▸ **Textausschnitt**:
####

Sie sind hier

Bern

Schweizer Podcast des Jahres bietet mehr als Plauderei

Der Podcast "Kurds & Bündig mit Yoldaş & Sero" ist als Schweizer Podcast des Jahres 2024 ausgezeichnet worden. Warum das Format mehr als der übliche Plauderpodcast sein will, erklärte Co-Host Serhat Koca der Nachrichtenagentur Keystone-SDA.

(sda) "Damit haben wir nicht gerechnet", sagte Serhat "Sero" Koca am Tag nach der Auszeichnung. Für den 29-jährigen Podcaster ging es sofort weiter mit seiner Hauptarbeit als Informatiker. "Ich konnte mich noch gar nicht fangen", sagte Koca. Zusammen mit dem 28-jährigen Yoldaş Gündogdu moderiert er "Kurds & Bündig".

Am Mittwochabend wurden in Zürich die Suisse Podcast Awards 2024 zum zweiten Mal verliehen. "Kurds & Bündig" räumte den Hauptpreis ab. Laut Eigenbeschreibung ist der Podcast "für Leute, deren Namen im Word rot unterstrichen sind". Zu definieren, um was für ein Format es sich genau handelt, ist gar nicht so einfach.

"Wenn es eine Kategorie braucht, dann Comedy", sagte Koca. Wobei die beiden Winterthurer Moderatoren auch nicht vor ernsten Themen zurückschrecken. "Wir wollen auch Tabuthemen aus unserem Kulturkreis, aber auch gesellschaftspolitische Themen wie Feminismus, Rassismus oder mentale Gesundheit ansprechen."

Beide Winterthurer haben kurdische Wurzeln. Die Eltern mussten aus politischen Gründen aus der Türkei in die Schweiz flüchten. Es gebe bereits genug Männerpodcasts, in denen die Coolness der Podcastmoderatoren betont werde und im Zentrum stehe. "Unser Mehrwert ist, dass wir auch Dinge ansprechen, die sonst wenig oder gar nicht beachtet werden", so Koca.

####

▸ **Bereitgestellte Angaben**:
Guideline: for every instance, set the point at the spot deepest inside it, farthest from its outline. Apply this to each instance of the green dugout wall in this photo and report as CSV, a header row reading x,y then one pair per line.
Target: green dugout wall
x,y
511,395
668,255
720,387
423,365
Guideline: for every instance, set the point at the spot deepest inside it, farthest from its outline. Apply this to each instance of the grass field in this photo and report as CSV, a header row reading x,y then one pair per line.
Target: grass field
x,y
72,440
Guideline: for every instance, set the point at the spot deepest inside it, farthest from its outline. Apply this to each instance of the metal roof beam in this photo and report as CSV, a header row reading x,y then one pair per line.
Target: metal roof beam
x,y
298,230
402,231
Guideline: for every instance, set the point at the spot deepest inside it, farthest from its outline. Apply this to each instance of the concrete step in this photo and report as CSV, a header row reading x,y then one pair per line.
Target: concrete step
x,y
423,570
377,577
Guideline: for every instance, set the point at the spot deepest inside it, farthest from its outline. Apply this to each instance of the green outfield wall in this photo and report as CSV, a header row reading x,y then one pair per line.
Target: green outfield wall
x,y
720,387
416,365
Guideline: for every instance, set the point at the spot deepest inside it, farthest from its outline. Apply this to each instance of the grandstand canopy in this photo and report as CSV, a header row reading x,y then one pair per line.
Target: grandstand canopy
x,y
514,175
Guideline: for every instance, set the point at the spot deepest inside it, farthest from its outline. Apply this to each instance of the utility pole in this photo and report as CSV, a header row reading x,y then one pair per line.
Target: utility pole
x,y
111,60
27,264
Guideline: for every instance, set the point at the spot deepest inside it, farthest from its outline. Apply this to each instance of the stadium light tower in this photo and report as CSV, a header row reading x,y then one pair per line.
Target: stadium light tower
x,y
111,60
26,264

####

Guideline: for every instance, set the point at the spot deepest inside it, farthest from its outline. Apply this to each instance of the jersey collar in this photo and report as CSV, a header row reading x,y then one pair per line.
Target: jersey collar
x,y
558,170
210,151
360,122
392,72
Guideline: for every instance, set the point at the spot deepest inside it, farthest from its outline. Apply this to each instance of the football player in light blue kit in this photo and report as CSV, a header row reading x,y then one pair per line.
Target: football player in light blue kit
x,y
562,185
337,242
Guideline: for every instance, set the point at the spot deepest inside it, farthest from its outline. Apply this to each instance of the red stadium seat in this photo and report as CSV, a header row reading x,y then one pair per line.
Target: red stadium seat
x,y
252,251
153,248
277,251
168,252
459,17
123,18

####

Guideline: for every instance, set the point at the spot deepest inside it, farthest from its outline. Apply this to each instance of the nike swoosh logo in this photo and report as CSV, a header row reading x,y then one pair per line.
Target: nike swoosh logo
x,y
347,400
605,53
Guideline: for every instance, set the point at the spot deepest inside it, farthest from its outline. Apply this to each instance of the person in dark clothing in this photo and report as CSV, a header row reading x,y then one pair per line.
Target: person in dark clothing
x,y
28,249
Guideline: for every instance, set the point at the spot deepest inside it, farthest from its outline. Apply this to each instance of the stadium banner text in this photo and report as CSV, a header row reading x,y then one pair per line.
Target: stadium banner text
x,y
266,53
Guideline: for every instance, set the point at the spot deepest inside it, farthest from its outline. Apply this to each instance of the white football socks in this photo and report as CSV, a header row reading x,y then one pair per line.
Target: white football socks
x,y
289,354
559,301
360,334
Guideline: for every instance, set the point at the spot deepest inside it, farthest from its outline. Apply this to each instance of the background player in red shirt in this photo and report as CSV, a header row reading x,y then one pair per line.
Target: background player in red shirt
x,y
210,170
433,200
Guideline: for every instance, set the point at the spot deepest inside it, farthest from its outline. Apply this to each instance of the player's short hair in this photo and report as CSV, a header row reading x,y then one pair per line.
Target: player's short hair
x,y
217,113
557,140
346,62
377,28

####

▸ **Zu erledigende Aufgaben**:
1. Wiederhole den Artikel über den Schweizer Podcast des Jahres wortgetreu, beginnend mit „Schweizer Podcast des Jahres bietet“ und weiter bis einschließlich „der Nachrichtenagentur Keystone-SDA.“.
2. Schreib den Artikel über den Schweizer Podcast des Jahres im Anschluss an seinen letzten Satz weiter.

▸ **Gelöste Aufgaben**:
1.
Schweizer Podcast des Jahres bietet mehr als Plauderei

Der Podcast "Kurds & Bündig mit Yoldaş & Sero" ist als Schweizer Podcast des Jahres 2024 ausgezeichnet worden. Warum das Format mehr als der übliche Plauderpodcast sein will, erklärte Co-Host Serhat Koca der Nachrichtenagentur Keystone-SDA.

2.
Die Saat für den Podcast wurde noch während der Corona-Pandemie gestreut. Koca, Gündogdu und ihre Freunde verbrachten damals viel Zeit auf der Chat- und Telefonieplattform Discord. Die Freunde hätten den beiden gut zugesprochen. Es sei witzig, ihnen zuzuhören. Zuerst wimmelten sie ab, doch als plötzlich Gündogdu mit dem Equipment aufgetaucht sei, wurde aus dem Jux Ernst.

"Wir hatten keinen konkreten Fahrplan", sagte Koca. Doch der Podcast nahm fahrt auf - mittlerweile haben Koca und Gündogdu zwei Live-Touren hinter sich. In erster Linie wollten sie den Kulturspagat aufzeigen, in dem sie aufwuchsen als erste Generation in der Schweiz. "Viele Menschen, die uns hören, können sich mit unseren Geschichten identifizieren".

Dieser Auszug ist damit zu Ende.